### Aim
Copy out the material below in full, but not its images.

--

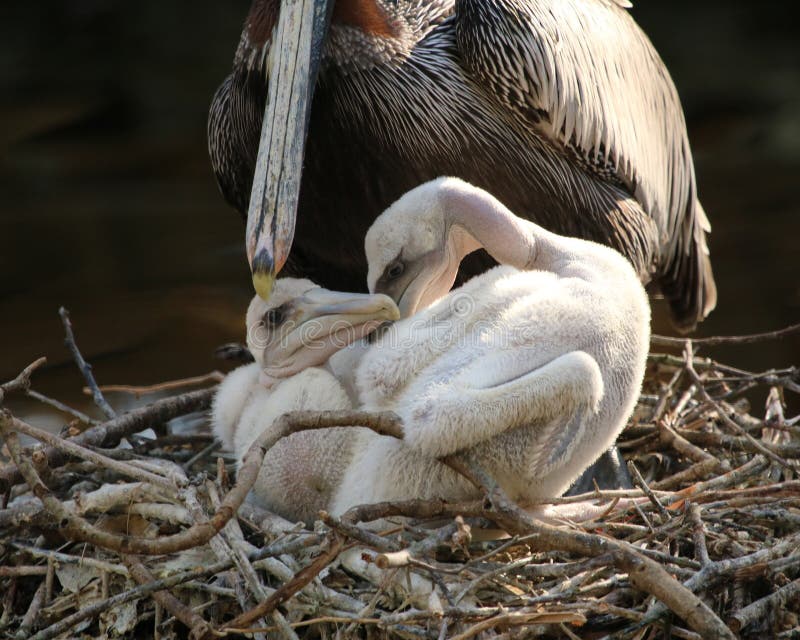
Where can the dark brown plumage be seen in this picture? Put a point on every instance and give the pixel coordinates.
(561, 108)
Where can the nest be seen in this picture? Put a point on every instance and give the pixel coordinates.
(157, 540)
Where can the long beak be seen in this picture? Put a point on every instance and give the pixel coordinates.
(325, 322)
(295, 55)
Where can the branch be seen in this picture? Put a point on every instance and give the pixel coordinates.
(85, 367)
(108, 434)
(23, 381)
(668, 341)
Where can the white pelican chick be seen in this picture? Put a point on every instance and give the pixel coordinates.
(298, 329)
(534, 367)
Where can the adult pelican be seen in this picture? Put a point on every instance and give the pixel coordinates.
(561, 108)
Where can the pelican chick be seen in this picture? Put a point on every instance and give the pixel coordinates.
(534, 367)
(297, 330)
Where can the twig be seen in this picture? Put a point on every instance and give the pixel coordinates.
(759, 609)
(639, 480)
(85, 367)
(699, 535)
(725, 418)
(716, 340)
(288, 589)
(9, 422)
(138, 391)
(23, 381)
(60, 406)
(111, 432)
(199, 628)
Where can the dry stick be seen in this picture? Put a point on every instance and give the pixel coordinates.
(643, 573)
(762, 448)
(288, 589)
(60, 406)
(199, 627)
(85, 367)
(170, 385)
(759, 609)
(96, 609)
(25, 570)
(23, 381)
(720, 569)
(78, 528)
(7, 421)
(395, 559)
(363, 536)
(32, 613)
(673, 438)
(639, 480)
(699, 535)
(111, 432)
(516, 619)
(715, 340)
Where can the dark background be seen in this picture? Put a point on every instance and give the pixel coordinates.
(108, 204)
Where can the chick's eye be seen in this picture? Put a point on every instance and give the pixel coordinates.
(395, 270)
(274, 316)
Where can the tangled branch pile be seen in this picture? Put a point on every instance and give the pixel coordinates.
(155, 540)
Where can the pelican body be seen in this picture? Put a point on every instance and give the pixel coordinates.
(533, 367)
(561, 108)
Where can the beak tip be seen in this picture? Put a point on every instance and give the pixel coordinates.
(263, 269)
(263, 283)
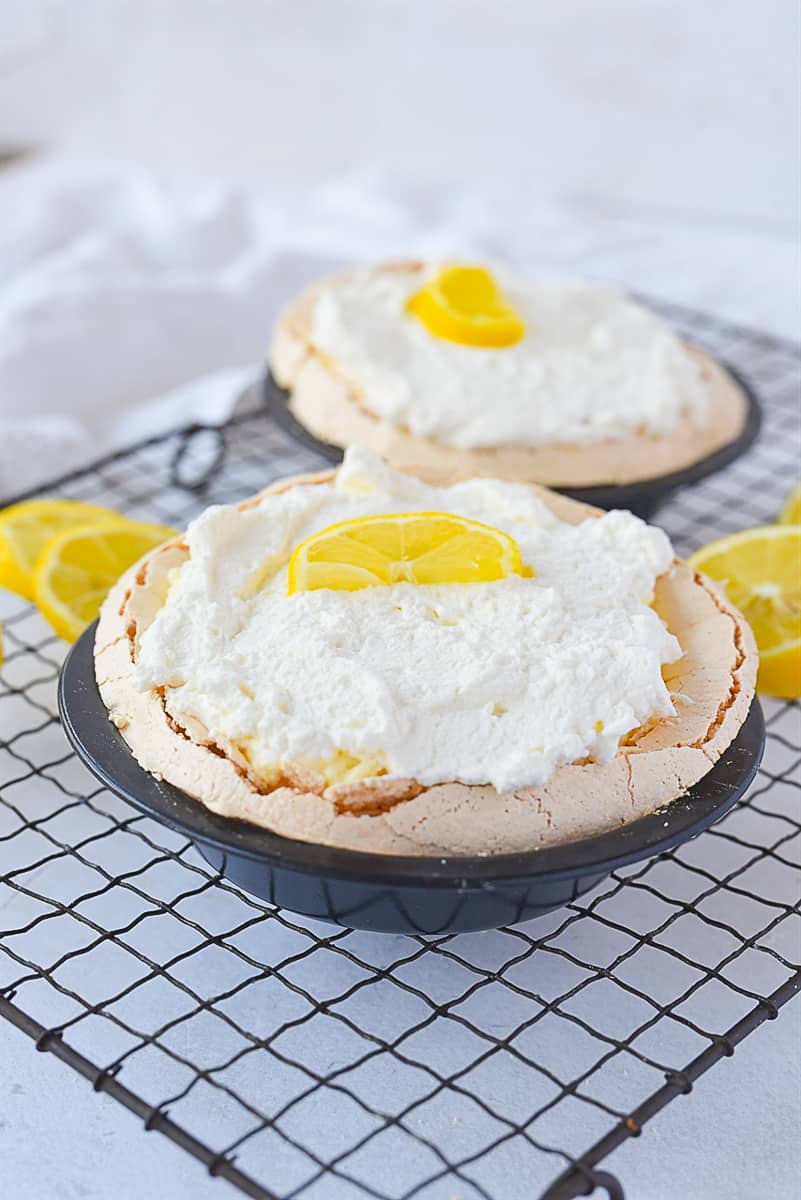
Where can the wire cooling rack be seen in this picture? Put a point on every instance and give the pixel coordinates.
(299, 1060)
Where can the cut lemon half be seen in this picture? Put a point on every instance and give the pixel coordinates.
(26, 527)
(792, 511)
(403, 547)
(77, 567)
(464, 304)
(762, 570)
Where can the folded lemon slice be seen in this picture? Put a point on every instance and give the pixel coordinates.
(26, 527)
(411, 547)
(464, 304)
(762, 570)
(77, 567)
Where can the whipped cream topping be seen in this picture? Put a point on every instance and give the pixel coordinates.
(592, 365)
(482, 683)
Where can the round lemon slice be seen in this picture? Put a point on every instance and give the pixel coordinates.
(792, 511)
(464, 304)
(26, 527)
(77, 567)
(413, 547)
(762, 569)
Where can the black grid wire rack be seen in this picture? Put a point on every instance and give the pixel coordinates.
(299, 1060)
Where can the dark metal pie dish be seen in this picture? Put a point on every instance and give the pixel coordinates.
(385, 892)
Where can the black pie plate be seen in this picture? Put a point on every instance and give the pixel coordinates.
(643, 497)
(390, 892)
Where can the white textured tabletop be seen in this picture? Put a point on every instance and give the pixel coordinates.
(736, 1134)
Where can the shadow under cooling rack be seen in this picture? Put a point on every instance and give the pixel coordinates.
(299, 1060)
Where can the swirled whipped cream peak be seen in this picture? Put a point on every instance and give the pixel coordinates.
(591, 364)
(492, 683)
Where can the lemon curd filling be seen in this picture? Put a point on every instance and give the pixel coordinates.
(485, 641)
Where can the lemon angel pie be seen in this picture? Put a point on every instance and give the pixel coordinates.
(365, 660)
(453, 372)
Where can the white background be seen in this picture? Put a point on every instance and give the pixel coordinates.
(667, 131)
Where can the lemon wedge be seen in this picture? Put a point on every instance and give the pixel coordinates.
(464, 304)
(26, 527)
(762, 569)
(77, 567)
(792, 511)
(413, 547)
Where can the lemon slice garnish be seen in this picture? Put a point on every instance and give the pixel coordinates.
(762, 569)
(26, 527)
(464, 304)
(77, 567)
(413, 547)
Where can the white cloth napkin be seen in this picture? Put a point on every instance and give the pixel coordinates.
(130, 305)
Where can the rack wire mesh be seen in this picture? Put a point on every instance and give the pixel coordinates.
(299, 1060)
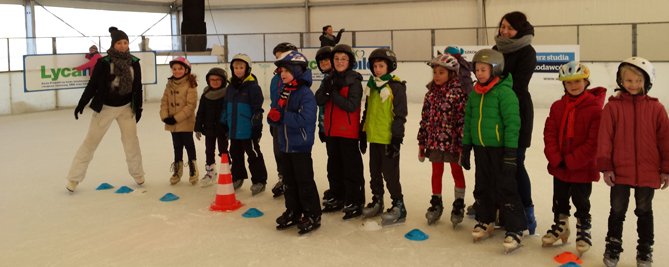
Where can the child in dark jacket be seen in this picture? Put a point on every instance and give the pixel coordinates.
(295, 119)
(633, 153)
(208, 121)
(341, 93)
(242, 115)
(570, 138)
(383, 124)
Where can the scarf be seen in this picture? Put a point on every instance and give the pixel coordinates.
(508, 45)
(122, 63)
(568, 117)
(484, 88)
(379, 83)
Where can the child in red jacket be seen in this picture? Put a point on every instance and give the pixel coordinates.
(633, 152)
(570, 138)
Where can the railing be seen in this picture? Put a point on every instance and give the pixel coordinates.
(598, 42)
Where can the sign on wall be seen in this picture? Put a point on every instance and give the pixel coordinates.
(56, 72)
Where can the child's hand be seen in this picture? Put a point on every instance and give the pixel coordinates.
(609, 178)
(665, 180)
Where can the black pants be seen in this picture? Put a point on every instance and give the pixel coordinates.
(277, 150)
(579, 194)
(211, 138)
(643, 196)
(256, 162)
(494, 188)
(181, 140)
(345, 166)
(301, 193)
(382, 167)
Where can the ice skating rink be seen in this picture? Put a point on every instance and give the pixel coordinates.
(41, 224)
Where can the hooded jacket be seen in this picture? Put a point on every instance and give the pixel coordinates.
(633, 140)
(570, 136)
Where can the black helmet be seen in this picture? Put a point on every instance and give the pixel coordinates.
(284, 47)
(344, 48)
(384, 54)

--

### Answer
Where can the dark brown plumage be seen in this picture? Put a point on every instance and give the pixel coordinates.
(561, 108)
Where can the nest be seen in this picture? Put a point on every instance and give the pixel coordinates.
(157, 540)
Where can the long beak be seen in this picture? Put a point on every instance and give the pixel coordinates.
(325, 322)
(295, 55)
Where can the branch be seen in this picture? Put a point on every instance and give the pixel coordinates.
(85, 367)
(108, 434)
(23, 381)
(668, 341)
Where can the white pelican chick be seen in this picture? Put a point on every instance and give the pixel coordinates.
(298, 329)
(534, 367)
Where can the adult pelican be seen in this picture? Put a point on every instance and give the pixel coordinates.
(561, 108)
Where can the pelican chick be seen in this picture? Put a point on every instance and give the pixel coordinates.
(534, 367)
(297, 330)
Where can the twig be seen in this picture? Put a point on every instance and give the pixel coordinates.
(759, 609)
(639, 480)
(85, 367)
(699, 535)
(725, 418)
(716, 340)
(288, 589)
(9, 422)
(138, 391)
(23, 381)
(60, 406)
(111, 432)
(199, 628)
Where can the dry stick be seen in this picture? Put a point on every instance and give the pixel coordinates.
(643, 573)
(762, 448)
(288, 589)
(60, 406)
(199, 627)
(85, 367)
(170, 385)
(759, 609)
(96, 609)
(25, 570)
(23, 381)
(720, 569)
(78, 528)
(7, 421)
(395, 559)
(363, 536)
(32, 613)
(673, 438)
(639, 480)
(699, 535)
(111, 432)
(516, 619)
(715, 340)
Where can the dark background be seen in this picture? Put a point on every instance and give the pixel coordinates.
(108, 204)
Where can the chick's eye be seen in this picture? Put a point on every instance and give the pixel coordinates.
(395, 270)
(274, 316)
Where can the tangled branch pile be seen in this picture? Put a point on every instance and give the pixel coordinates.
(155, 540)
Where can the pelican body be seen in this picture? Put a point on every instance and give the pixel coordinates.
(533, 367)
(561, 108)
Where can the beak tip be seen in this picture? Put a point on every instance and give the pixel coordinates.
(263, 269)
(263, 283)
Where can the wire cooling rack be seen in this picture? Put a point on every instance and give the pixel coordinates.
(299, 1060)
Where can the cut lemon half be seen in this picture? Put a point on every instance and give the pixel coordinates.
(26, 527)
(792, 511)
(403, 547)
(77, 567)
(464, 304)
(762, 570)
Where can the folded lemon slice be seen in this picture? Put a point on every instance and give the pixel coordinates.
(26, 527)
(411, 547)
(464, 304)
(762, 570)
(77, 567)
Where can the whipped cream topping be seen in this picture? Put a point on every instance and give the pixel coordinates.
(592, 365)
(482, 683)
Where can the round lemon slice be seen in this picture? Put a point on every instance and give the pixel coordinates.
(792, 511)
(464, 304)
(26, 527)
(77, 567)
(413, 547)
(762, 569)
Where can the black grid wire rack be seen in this picture? Put a point on every instance and give the pixel coordinates.
(299, 1060)
Where can the dark metal pie dish be seen in this picture? Put a point on every instance and give the pixel coordinates.
(385, 892)
Where can the black pie plate be seen in this picture? Put a point on every instance and give the pixel coordinates.
(643, 497)
(390, 892)
Where can the white textured tabletop be seen in this picture? Put a point on every instance and give the pixel coordinates.
(736, 1134)
Where can the shadow under cooling rack be seen in this picture? Put a point on every instance and give the pixel coordinates.
(299, 1060)
Where can the swirled whipped cream peak be seen in this picture? Put a point on every instance and give the pixel coordinates.
(591, 364)
(492, 683)
Where can the lemon curd filling be seen in this picture? Put a point on every instance and give the pixel coordinates.
(485, 641)
Where can the lemon angel pie be seen in this picture? Put a point on every instance and give the pixel coordinates.
(365, 660)
(453, 372)
Where can the white background be seen in this picture? Put a point on every instance and give the pixel coordinates.
(667, 131)
Where can the lemon wedge be seen in this picture? Put a point on every instance and give the pixel coordinates.
(464, 304)
(26, 527)
(762, 569)
(77, 567)
(792, 511)
(413, 547)
Where can the lemon slice garnish be seen in this picture? Put a point on every instance and give the pixel coordinates.
(762, 569)
(26, 527)
(464, 304)
(77, 567)
(413, 547)
Where can the white cloth napkin be seen in this picture? Put a point on every instance and give the pixel coordinates.
(130, 305)
Where can the rack wire mesh be seen in this picture? Put a point on every instance and give the pixel coordinates.
(299, 1060)
Where can the child in dark jacket be seen in this picture? Put a point on every instance and give the pixel coordinates.
(295, 119)
(633, 153)
(208, 121)
(341, 93)
(242, 115)
(570, 138)
(383, 124)
Where can the scarf be seen in this picture? Put a point on every instance and give the pixel coordinates.
(508, 45)
(122, 63)
(568, 117)
(484, 88)
(379, 83)
Where can the child in red jacket be seen in this picture? Put a point on every instance and give the pixel coordinates.
(633, 152)
(570, 138)
Where can the railing be seen in this picture? Put a point on every instance and give the pixel coordinates.
(598, 42)
Where can the sign on wall be seen in this picture? Put a point on every instance and give the pixel coordinates.
(56, 72)
Where can the child's hand be seen in this picture? Put a point on every instance and give the pixel coordinates.
(609, 178)
(665, 180)
Where can the black pants be seen in this picture? Put a point on every instance and give the pixel coordinates.
(277, 150)
(579, 194)
(211, 138)
(643, 196)
(256, 162)
(494, 188)
(181, 140)
(345, 166)
(301, 193)
(382, 167)
Where can the ice skating rink be seen in this picture? Put a point on every instance and give the pixel coordinates.
(41, 224)
Where can the hooded jacket be seen in this picture? Put a point on every instance and give the pixel coordinates.
(633, 140)
(570, 136)
Where can the black helmet be seen in this picture? Put a point on every instance and give the pixel coordinates.
(284, 47)
(344, 48)
(384, 54)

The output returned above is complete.